==== Excerpted text

Failure-handling as fundamental
Francois-Rene Rideau <firstname.lastname@example.org>
Wed Feb 6 06:02:02 2002
Hi Iepos! Nice to hear from you!
On Sat, Feb 02, 2002 at 02:52:06AM -0700, Brent L Kerby wrote:
> The central idea I realized was that failures (or exceptions),
> and constructs for handling failures, naturally form a part
> in the very foundation of mathematics and computation. [...]
> A "true" program is one which terminates without failure.
> A "false" program is one which fails.
> Fare has hinted at this idea before, long ago, in his paper on Reflection, I
Actually, it was the central idea of my Master's Thesis on a logic system
best suited for integration in a pure applicative untyped programming
language (a Scheme subset). In my paper "Reflection, Non-determinism and
the Lambda-calculus", I showed how to build some kind of reflective
system based on the idea.
As for using this idea in programming languages, logic programming language
kind of do it with Prolog and its successors like Oz or Mercury.
A language with a much more imperative feeling that does it is Icon,
(by the author of SNOBOL). It's a language you should study, if you're
interested in this approach (and certainly I should study it, too).
Hum. Maybe a language to add to the TOP list of languages to consider,
> [...] this system [...] reconciles the paradoxes; [...]
> We'll find that when paradoxical statements are translated
> into this formalism, they simply become non-terminating programs;
> thus they are neither true nor false, and we can see why and be satisfied.
That was also the argument I used in my Master's Thesis.
In other words, we have an intuitionnistic logic,
rather than a classical logic where all programs either terminate
or have their negation terminate (can be proved to fail in finite time).
> "undo" is literally the Church number for "-1"
I've seen pages of people studying lambda-calculi with such a number,
but I admit I don't know much about them.
> So what does this have to do with failures? [...]
> Now, here is something interesting ... the very operator of
> equality can be constructed neatly from "undo" as
> [dup] undo
My Master's thesis also used such trick to show that equality of functional
objects was definable in the formalism (but of course didn't have
to terminate). Actually, I defined undo from equality rather than the other
way around. Hence, yielding logic programming from within a
non-deterministic functional programming language with reasoning.

========
==== Data excerpts

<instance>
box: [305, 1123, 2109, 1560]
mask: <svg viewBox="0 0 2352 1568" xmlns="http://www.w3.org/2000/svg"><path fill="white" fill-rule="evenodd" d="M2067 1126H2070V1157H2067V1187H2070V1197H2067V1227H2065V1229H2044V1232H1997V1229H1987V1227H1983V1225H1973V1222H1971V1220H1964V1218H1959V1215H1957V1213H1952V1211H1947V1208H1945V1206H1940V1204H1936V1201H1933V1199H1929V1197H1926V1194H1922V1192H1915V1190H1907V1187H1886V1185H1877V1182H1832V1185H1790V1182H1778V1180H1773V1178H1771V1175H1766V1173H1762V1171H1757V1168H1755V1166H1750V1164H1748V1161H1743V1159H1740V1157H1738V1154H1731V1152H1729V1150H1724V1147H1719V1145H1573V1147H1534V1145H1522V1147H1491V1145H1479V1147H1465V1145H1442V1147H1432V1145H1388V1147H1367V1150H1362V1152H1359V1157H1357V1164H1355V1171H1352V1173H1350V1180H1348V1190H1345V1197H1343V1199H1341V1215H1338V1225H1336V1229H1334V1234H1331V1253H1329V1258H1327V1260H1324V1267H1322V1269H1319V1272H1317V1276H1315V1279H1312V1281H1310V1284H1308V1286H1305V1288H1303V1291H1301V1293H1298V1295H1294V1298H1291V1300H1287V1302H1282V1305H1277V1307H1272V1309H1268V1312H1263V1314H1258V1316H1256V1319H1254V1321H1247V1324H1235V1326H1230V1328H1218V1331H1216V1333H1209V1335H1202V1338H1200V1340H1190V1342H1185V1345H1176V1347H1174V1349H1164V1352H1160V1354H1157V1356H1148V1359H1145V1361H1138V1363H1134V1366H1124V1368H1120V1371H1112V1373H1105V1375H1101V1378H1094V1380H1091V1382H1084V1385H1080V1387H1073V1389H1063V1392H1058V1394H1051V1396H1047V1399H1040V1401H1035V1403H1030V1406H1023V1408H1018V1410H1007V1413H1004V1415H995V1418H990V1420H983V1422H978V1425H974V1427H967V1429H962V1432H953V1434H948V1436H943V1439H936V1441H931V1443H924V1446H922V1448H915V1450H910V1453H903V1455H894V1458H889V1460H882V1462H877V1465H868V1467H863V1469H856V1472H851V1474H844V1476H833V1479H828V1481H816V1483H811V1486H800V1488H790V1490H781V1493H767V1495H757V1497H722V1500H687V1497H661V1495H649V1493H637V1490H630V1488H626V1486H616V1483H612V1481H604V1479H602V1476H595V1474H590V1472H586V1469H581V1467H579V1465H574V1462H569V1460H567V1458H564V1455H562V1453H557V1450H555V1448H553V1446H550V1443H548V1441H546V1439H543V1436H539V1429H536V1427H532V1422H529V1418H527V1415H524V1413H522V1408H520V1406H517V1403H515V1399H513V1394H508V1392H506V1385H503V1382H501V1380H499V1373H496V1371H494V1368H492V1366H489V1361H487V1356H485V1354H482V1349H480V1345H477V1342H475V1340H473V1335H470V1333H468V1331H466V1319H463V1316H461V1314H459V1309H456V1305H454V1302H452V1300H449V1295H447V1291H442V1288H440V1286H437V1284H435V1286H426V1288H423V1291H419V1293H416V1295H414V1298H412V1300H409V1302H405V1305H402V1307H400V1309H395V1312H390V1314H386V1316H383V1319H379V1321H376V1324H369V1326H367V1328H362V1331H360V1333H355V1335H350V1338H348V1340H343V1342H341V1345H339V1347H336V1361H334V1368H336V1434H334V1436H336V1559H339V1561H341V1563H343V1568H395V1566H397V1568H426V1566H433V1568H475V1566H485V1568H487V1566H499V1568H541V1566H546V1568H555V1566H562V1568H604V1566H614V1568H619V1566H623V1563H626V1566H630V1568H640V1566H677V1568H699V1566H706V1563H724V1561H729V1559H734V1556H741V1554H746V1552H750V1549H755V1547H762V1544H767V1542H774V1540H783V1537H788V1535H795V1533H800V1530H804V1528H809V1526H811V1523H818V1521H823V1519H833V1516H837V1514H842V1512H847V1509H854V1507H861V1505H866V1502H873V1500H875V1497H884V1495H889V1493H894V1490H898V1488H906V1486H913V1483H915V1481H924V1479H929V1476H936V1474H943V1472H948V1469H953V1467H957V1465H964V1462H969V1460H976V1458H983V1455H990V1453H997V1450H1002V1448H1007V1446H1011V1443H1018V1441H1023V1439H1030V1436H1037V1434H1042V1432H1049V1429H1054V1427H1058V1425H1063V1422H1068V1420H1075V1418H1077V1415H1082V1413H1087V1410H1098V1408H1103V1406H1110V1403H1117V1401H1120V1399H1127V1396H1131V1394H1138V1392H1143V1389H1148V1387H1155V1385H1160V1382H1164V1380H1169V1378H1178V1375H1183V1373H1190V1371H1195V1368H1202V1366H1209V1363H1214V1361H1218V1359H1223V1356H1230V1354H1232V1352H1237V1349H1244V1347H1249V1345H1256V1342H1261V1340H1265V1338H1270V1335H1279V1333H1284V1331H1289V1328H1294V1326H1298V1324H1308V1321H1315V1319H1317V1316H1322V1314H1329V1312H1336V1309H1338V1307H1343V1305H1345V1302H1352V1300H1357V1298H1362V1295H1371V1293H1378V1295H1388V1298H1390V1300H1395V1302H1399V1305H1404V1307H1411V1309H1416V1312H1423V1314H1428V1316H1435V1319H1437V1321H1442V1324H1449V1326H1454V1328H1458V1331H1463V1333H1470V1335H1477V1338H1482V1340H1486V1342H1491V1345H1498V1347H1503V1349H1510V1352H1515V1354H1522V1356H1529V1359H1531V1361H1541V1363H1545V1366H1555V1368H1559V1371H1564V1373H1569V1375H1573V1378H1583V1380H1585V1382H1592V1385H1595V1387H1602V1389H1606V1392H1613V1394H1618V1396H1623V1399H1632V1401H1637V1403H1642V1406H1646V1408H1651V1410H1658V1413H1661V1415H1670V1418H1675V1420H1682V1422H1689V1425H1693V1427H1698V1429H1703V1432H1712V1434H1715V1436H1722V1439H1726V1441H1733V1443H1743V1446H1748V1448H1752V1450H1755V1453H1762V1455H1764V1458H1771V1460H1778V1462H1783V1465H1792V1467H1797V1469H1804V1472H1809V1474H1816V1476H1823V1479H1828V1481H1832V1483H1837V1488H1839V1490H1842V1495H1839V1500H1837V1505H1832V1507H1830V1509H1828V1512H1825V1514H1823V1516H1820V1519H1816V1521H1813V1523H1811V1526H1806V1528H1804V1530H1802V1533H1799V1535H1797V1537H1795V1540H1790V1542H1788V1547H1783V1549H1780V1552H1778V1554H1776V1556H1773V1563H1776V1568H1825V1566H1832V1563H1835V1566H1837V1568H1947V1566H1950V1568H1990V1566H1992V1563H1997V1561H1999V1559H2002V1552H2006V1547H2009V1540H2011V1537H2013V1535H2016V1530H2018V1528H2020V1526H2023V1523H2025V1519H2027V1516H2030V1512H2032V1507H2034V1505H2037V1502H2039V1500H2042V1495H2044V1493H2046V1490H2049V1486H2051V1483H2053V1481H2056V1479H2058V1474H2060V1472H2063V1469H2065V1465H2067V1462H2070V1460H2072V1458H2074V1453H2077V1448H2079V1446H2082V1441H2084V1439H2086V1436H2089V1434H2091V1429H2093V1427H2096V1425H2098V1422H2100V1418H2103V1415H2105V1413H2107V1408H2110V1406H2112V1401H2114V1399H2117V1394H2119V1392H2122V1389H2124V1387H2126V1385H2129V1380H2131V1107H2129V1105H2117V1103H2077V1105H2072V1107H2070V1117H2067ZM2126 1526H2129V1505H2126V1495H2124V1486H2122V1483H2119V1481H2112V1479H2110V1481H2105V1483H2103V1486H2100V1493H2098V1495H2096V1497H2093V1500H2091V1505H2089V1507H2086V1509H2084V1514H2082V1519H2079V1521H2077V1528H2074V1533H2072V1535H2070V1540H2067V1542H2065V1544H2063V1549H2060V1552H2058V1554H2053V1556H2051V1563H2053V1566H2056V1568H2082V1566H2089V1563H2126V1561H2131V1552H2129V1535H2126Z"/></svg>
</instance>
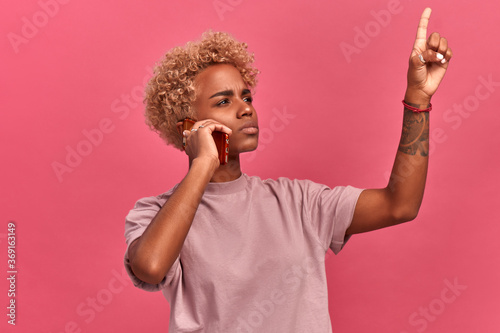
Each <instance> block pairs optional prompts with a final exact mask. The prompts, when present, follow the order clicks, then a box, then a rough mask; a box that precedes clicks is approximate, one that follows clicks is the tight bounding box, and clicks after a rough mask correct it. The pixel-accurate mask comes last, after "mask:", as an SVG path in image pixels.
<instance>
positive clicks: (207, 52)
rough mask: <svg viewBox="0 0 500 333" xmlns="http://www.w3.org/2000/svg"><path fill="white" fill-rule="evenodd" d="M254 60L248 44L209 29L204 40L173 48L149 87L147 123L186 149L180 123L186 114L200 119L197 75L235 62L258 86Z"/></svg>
mask: <svg viewBox="0 0 500 333" xmlns="http://www.w3.org/2000/svg"><path fill="white" fill-rule="evenodd" d="M253 61H254V56H253V54H251V53H249V52H248V51H247V44H246V43H241V42H238V41H237V40H235V39H234V38H233V37H232V36H231V35H229V34H228V33H225V32H212V31H207V32H205V33H204V34H203V35H202V39H201V40H200V41H198V42H188V43H187V44H186V45H185V46H184V47H175V48H173V49H172V50H170V51H168V52H167V53H166V54H165V57H164V58H163V59H162V60H161V61H160V62H159V63H158V64H157V66H156V67H155V69H154V75H153V77H152V78H151V80H150V81H149V83H148V85H147V87H146V97H145V99H144V102H145V103H146V123H147V124H148V125H149V127H150V128H151V129H152V130H154V131H156V132H157V133H158V134H159V135H160V137H161V138H162V139H163V140H165V141H166V143H167V144H170V145H173V146H175V147H176V148H178V149H182V138H181V136H180V134H179V132H178V131H177V127H176V124H177V122H179V121H181V120H183V119H184V118H186V117H189V118H196V117H195V115H194V111H193V108H192V107H191V104H192V102H193V101H194V100H195V98H196V93H195V86H194V79H195V77H196V75H198V74H199V73H200V72H201V71H203V70H204V69H205V68H207V67H208V66H210V65H214V64H220V63H225V64H231V65H233V66H234V67H236V69H238V70H239V72H240V73H241V77H242V78H243V81H244V82H245V83H246V84H247V85H248V87H250V88H254V87H255V85H256V84H257V74H258V73H259V71H258V70H257V69H256V68H255V67H253Z"/></svg>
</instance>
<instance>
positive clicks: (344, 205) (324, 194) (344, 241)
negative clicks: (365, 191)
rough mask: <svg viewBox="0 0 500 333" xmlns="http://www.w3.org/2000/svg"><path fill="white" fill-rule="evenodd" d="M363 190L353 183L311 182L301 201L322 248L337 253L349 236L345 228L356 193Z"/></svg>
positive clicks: (342, 245)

========

**Complete the following**
A. Reproduce the post on failure-handling from "Hum. Maybe a" up to and including "in finite time).".
B. Take the post on failure-handling further, picking up after its final sentence.

**Responses for each task**
A.
Hum. Maybe a language to add to the TOP list of languages to consider,
> [...] this system [...] reconciles the paradoxes; [...]
> We'll find that when paradoxical statements are translated
> into this formalism, they simply become non-terminating programs;
> thus they are neither true nor false, and we can see why and be satisfied.
That was also the argument I used in my Master's Thesis.
In other words, we have an intuitionnistic logic,
rather than a classical logic where all programs either terminate
or have their negation terminate (can be proved to fail in finite time).

B.
Equality could either be a non-computable external axiom, or it could be
computationally defined as proof of equality within a reflective set
of axioms, the completeness of which is self-fulfilling
(was a nice result I realized while writing the rndlc paper,
after my Master's Thesis).
> or == A\ B\ [[B] not [A] not] not
Actually, if your or is to yield usable values, rather than just termination,
you'll find that it's
B A or == [[B] not [A] not and] not
also, or is often easier to implement than and.
Finally, in intuitionnistic logic,
these boolean laws might or might not hold,
with or A B yielding less values than [[B] not [A] not and] not.
> Meanwhile, I think I'll try to make a little prototype implementation
> of this kind of system (a Joy-like one, but with failures and
> failure-handling, and also with a style of variables,
> but of course not with "undo").
I admit my system was never implemented. Beware, because
* implementing the full logic means a combinatorial explosion,
as the system looks for all possible proofs of evaluated logical constructs
* thus you must (begin with) only implementing a computational subset
of the system
* only after you have done so can you begin bootstrapping the full logic
* even then, you'll actually be interested in manipulating logical terms
without really evaluating them, until the last moment, when you evaluate
them within a given strategy.
* having documented the logic system says nothing of the proof language
and the strategy language, which are actually most important.
[ François-René ÐVB Rideau | Reflection&Cybernethics | http://fare.tunes.org ]
[ TUNES project for a Free Reflective Computing System | http://tunes.org ]
For every complex problem, there is a solution that is simple, neat, and wrong.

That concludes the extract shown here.